Locate every line in the data below that contains the word "baby" and copy each of those lines.

== STORED ROWS ==

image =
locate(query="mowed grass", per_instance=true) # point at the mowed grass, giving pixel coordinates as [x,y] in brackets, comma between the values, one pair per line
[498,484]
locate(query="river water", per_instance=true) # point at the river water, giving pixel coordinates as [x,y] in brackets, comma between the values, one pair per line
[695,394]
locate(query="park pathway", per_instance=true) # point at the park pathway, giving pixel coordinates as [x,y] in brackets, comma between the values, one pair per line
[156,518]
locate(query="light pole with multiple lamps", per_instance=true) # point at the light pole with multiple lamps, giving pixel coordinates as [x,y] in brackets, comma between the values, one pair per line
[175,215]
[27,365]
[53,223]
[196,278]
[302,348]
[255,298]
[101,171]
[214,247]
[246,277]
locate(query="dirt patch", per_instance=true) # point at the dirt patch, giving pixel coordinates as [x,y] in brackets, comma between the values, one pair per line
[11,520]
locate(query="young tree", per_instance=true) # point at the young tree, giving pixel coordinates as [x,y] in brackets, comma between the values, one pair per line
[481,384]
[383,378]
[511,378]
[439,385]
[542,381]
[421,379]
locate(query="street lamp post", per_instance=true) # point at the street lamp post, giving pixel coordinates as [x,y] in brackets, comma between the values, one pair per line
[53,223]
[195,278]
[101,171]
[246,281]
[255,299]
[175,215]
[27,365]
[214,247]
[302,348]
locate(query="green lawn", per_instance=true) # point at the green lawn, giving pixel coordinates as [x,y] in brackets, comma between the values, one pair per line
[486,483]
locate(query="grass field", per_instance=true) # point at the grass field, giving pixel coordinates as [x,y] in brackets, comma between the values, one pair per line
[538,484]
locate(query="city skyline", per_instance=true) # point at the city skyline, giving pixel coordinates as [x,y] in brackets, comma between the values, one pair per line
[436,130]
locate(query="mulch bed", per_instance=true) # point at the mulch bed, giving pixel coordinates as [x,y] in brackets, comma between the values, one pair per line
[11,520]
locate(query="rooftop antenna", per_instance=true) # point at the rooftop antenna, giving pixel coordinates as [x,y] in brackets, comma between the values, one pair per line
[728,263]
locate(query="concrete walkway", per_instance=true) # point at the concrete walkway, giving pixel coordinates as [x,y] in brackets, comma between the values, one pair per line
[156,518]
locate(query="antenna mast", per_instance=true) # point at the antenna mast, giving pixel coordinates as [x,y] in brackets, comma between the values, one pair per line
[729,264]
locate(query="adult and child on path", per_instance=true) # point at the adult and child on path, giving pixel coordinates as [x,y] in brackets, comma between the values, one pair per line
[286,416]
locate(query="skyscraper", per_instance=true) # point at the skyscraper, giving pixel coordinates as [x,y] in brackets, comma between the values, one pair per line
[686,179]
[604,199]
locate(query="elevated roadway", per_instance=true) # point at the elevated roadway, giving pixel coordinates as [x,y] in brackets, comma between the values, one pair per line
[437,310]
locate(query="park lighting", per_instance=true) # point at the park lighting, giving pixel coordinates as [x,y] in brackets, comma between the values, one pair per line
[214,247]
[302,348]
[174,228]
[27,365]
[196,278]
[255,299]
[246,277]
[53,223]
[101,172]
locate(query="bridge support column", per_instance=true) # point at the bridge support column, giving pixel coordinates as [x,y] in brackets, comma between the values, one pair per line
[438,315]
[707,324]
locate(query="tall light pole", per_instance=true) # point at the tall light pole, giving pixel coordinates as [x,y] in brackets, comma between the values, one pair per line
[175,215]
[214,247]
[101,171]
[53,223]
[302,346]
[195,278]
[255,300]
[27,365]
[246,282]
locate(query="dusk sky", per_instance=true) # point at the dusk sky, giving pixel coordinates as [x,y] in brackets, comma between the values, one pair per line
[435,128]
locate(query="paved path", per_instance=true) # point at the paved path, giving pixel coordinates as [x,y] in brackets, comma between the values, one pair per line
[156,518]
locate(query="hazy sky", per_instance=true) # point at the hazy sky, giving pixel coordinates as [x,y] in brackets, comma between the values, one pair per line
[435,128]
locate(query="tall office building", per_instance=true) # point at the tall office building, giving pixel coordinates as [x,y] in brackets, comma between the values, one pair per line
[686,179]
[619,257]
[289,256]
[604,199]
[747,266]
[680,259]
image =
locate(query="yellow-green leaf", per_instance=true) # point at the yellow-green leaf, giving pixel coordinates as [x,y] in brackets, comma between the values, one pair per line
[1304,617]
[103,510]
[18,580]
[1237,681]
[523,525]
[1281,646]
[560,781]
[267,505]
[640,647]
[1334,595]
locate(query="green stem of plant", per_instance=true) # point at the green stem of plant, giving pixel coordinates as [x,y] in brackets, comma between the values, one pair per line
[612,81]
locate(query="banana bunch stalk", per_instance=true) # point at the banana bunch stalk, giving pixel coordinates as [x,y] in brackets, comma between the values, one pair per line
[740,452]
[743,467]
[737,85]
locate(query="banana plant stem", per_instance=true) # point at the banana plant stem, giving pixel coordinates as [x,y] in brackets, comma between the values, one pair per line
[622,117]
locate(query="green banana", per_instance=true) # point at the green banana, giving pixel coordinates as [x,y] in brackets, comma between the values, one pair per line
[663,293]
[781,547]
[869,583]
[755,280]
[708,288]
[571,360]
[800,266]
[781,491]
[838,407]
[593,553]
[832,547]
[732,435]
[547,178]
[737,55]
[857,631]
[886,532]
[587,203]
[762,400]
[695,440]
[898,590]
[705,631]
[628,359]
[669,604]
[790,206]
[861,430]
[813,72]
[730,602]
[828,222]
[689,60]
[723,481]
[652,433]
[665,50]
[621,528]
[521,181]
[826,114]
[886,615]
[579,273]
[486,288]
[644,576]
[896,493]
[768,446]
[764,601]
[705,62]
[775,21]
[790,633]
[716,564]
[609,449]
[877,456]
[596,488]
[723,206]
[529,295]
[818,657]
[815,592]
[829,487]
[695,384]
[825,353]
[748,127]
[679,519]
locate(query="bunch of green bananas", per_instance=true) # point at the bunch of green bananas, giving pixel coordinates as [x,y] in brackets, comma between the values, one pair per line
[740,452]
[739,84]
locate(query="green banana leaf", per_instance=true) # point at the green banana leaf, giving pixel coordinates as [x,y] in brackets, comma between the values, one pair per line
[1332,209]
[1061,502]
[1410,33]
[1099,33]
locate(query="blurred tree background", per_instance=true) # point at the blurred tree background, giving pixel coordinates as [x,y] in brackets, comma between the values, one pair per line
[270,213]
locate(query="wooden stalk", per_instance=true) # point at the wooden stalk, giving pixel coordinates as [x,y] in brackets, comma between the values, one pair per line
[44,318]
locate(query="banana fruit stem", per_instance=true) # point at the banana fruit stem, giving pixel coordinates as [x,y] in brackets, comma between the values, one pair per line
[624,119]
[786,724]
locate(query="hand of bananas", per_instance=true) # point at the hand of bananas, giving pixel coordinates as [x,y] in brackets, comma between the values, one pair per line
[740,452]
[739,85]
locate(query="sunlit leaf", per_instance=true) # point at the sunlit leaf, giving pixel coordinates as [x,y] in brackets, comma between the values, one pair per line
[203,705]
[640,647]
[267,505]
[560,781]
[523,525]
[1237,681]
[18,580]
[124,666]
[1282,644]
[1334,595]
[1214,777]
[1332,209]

===
== STORED ROWS ==

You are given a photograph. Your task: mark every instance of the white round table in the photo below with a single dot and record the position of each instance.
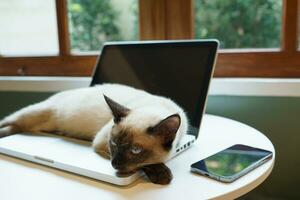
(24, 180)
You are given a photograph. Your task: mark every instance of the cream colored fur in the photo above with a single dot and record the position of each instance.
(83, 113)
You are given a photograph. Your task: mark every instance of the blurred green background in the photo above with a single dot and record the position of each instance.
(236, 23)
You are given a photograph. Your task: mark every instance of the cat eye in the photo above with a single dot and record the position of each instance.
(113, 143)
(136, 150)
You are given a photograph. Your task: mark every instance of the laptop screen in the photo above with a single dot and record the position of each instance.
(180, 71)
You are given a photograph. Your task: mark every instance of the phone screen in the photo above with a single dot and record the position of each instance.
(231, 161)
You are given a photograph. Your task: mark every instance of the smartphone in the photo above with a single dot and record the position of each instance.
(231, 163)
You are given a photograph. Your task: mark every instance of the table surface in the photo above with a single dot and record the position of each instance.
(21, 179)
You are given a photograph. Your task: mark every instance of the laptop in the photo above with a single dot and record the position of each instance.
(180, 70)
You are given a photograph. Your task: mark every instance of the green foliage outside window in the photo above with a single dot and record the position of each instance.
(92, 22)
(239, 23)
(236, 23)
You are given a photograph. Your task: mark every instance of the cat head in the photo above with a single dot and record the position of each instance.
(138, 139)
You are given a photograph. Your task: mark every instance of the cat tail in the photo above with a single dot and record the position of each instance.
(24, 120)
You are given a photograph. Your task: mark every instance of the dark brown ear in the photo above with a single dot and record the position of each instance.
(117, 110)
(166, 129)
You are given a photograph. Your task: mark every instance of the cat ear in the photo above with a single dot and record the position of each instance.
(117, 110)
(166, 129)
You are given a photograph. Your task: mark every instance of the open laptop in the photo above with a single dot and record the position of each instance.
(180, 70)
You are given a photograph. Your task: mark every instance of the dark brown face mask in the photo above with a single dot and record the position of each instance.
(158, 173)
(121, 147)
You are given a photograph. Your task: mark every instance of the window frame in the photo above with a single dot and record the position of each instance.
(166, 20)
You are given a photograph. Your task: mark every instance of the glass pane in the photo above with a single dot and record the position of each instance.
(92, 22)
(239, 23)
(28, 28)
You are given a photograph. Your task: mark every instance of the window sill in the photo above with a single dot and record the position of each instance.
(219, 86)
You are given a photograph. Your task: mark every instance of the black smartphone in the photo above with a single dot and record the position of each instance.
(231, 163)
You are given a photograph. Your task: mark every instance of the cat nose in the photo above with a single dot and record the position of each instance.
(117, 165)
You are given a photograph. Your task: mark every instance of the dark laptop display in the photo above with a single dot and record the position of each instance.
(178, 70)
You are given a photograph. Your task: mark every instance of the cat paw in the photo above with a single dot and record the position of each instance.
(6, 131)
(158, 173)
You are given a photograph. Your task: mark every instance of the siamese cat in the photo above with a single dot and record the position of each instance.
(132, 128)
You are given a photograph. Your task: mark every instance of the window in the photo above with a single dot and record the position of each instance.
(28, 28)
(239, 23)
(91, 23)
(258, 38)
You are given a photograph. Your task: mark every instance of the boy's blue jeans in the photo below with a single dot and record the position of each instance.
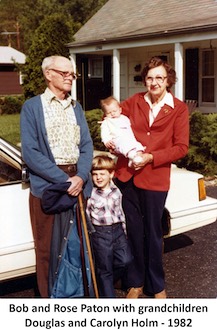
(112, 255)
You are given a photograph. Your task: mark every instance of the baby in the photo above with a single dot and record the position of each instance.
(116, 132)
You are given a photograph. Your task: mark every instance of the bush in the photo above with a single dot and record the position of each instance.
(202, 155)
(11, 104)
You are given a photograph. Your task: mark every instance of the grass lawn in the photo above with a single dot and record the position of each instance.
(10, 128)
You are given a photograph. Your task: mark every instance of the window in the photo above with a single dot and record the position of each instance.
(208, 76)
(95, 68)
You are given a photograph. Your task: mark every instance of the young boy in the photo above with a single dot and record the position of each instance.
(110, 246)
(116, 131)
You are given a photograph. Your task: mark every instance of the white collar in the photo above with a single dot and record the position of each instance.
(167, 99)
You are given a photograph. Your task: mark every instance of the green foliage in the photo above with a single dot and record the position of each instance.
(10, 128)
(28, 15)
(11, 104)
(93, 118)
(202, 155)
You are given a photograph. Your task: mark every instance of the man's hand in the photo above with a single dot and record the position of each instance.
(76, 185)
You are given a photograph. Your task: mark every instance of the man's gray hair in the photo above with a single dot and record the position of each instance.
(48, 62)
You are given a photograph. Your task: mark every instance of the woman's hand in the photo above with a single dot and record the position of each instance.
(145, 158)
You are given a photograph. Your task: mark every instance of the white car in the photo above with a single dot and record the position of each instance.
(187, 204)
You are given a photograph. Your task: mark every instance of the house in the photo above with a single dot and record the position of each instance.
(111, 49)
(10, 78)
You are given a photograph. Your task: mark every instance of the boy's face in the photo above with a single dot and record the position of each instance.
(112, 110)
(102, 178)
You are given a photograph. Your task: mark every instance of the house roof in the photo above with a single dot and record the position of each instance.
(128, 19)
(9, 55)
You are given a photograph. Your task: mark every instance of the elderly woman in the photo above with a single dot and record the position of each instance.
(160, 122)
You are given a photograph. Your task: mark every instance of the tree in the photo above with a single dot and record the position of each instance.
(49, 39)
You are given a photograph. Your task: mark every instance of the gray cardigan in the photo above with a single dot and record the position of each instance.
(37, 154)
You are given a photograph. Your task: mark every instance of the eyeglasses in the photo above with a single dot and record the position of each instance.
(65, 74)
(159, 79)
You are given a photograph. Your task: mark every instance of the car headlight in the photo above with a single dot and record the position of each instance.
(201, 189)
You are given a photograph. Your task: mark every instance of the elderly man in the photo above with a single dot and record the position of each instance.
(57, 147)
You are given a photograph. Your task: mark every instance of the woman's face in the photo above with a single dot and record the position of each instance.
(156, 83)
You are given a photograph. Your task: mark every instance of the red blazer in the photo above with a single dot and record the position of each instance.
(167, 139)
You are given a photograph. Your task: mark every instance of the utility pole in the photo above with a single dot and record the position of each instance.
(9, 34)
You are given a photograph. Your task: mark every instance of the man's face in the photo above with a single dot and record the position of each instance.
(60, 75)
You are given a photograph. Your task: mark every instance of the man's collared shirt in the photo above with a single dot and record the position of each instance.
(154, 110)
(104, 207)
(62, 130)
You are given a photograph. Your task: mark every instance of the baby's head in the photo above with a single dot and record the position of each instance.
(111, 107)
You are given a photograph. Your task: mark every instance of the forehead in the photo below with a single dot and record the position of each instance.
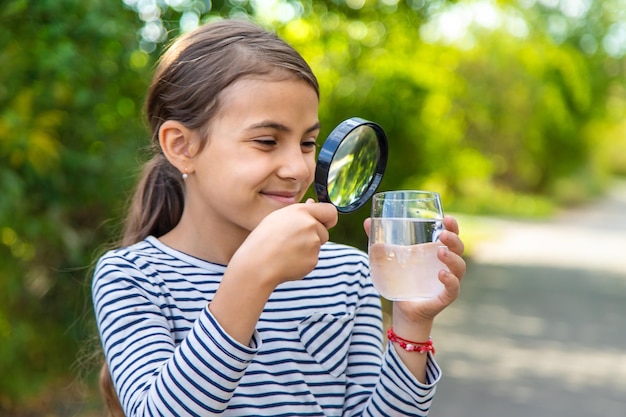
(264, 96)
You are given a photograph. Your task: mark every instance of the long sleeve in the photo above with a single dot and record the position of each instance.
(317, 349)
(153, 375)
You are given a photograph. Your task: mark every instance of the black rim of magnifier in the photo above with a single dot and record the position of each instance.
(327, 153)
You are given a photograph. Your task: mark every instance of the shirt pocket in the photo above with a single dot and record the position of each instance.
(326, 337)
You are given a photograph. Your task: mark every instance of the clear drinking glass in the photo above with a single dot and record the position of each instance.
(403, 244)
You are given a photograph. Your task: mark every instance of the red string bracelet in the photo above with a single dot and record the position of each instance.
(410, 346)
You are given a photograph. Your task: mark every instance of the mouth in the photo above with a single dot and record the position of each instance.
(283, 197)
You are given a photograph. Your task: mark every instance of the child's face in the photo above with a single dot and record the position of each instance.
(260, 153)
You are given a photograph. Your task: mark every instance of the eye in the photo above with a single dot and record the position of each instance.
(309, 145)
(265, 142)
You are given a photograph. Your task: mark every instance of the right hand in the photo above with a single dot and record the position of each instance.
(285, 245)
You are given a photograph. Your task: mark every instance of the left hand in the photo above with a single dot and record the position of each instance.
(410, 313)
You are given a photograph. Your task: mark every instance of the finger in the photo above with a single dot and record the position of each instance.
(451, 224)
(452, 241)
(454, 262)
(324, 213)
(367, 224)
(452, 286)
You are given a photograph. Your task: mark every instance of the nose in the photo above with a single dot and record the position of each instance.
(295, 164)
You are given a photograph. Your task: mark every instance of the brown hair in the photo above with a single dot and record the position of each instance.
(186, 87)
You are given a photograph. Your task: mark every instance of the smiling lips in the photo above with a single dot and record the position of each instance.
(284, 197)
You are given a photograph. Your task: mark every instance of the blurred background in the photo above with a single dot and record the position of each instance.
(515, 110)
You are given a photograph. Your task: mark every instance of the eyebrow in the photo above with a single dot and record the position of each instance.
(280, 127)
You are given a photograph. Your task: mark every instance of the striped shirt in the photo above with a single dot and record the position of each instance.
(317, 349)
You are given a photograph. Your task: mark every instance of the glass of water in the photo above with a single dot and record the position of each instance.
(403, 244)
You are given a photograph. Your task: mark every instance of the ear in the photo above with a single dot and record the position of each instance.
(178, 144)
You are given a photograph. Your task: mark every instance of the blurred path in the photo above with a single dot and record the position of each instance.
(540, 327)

===

**TASK SOLUTION**
You are given a photograph. Your task: mark every instance of the baby in the photo above with a single dot and record the position of each instance.
You are given a photograph. Your task: mark every instance of the baby's head in the photo above with a single dot and record the position of each instance.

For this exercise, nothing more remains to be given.